▶ REQUIRED TASK
Starting at the line that contains "band and record the pixel coordinates." and continuing through the end of the records, write those lines out again, raising every pixel coordinate by 140 and leaving all other text unchanged.

--- Start of DATA FOR PROCESSING ---

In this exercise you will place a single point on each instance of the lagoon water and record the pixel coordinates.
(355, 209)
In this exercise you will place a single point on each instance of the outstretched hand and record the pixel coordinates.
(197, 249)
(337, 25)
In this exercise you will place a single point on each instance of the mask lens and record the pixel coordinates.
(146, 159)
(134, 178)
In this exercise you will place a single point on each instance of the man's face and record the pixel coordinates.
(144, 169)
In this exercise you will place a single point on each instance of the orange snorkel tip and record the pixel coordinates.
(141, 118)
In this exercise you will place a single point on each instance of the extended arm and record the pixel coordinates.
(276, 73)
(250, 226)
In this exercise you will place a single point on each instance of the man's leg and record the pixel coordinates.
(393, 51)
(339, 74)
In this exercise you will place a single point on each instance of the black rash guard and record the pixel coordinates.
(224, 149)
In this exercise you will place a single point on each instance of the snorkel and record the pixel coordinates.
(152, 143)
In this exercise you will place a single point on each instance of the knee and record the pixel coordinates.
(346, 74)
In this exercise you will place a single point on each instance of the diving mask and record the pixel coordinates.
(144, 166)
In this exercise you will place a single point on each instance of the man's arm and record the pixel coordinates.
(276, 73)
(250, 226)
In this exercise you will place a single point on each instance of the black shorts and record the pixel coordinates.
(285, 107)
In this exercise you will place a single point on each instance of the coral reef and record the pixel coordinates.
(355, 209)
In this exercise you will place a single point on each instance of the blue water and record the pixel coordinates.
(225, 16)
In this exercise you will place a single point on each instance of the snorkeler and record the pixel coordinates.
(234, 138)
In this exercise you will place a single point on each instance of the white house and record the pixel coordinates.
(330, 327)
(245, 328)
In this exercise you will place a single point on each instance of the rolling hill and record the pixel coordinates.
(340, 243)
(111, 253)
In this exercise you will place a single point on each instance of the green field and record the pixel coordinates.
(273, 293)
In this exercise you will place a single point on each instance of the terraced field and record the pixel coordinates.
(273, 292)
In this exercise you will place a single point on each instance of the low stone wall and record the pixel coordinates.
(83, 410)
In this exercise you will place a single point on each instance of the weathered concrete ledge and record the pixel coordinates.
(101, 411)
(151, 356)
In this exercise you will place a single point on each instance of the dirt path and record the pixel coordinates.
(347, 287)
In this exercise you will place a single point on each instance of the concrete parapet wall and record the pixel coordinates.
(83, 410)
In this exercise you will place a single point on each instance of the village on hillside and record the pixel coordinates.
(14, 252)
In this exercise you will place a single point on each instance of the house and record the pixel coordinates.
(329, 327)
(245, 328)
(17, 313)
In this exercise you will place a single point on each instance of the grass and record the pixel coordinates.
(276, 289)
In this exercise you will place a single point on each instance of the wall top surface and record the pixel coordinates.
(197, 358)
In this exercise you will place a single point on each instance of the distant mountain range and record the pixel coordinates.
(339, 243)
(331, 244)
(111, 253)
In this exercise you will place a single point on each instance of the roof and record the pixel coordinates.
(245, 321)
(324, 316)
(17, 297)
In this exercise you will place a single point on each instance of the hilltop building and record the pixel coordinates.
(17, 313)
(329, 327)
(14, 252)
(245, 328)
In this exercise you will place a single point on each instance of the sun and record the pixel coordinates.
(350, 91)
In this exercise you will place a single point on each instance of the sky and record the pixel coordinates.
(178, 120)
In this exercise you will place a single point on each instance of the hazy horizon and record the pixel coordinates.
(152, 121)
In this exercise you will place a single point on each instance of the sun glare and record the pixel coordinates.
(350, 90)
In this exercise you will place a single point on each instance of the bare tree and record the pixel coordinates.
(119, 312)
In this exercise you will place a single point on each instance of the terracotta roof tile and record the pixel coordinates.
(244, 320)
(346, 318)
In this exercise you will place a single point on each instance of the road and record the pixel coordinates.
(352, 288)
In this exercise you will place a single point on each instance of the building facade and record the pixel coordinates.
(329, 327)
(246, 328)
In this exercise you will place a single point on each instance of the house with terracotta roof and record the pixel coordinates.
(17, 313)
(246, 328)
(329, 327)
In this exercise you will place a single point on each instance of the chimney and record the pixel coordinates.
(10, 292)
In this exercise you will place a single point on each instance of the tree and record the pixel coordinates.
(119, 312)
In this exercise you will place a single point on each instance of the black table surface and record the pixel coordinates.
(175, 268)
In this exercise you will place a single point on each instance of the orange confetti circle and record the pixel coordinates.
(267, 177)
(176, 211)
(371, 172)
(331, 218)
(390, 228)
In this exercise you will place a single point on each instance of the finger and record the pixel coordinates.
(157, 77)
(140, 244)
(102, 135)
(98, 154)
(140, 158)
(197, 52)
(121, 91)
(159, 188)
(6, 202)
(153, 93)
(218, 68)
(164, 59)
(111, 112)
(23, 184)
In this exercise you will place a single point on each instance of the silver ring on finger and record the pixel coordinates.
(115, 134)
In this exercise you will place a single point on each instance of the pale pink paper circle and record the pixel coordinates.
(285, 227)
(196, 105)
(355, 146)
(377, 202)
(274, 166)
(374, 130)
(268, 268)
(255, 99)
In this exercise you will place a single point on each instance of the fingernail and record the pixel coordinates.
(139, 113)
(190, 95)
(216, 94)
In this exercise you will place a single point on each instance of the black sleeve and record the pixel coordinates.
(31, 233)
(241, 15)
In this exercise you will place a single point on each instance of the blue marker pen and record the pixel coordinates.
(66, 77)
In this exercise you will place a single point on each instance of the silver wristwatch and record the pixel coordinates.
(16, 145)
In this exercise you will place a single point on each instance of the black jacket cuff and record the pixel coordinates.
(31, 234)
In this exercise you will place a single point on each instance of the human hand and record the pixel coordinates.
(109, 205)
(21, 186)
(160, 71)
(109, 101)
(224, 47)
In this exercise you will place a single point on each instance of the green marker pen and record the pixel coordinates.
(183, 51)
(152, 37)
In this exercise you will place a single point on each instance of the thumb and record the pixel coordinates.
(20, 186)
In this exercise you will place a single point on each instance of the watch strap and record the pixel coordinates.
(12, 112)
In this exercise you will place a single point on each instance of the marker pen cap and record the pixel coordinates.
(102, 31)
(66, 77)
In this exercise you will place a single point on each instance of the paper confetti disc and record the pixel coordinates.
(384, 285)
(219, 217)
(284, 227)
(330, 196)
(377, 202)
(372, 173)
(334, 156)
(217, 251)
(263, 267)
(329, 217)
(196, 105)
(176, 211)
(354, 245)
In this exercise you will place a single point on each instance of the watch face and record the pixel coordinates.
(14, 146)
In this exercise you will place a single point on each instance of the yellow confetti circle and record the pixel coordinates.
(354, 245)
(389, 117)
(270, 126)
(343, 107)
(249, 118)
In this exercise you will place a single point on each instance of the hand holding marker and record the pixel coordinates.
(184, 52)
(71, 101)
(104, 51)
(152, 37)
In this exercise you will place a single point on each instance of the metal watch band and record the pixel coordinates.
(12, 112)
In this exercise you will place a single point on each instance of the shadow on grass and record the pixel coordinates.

--- End of DATA FOR PROCESSING ---

▶ SOLUTION
In this exercise you will place a single point on each instance of the metal watch band and record the pixel coordinates.
(152, 252)
In this exercise you will place a single point on each instance of the shadow on grass and record the pixel coordinates.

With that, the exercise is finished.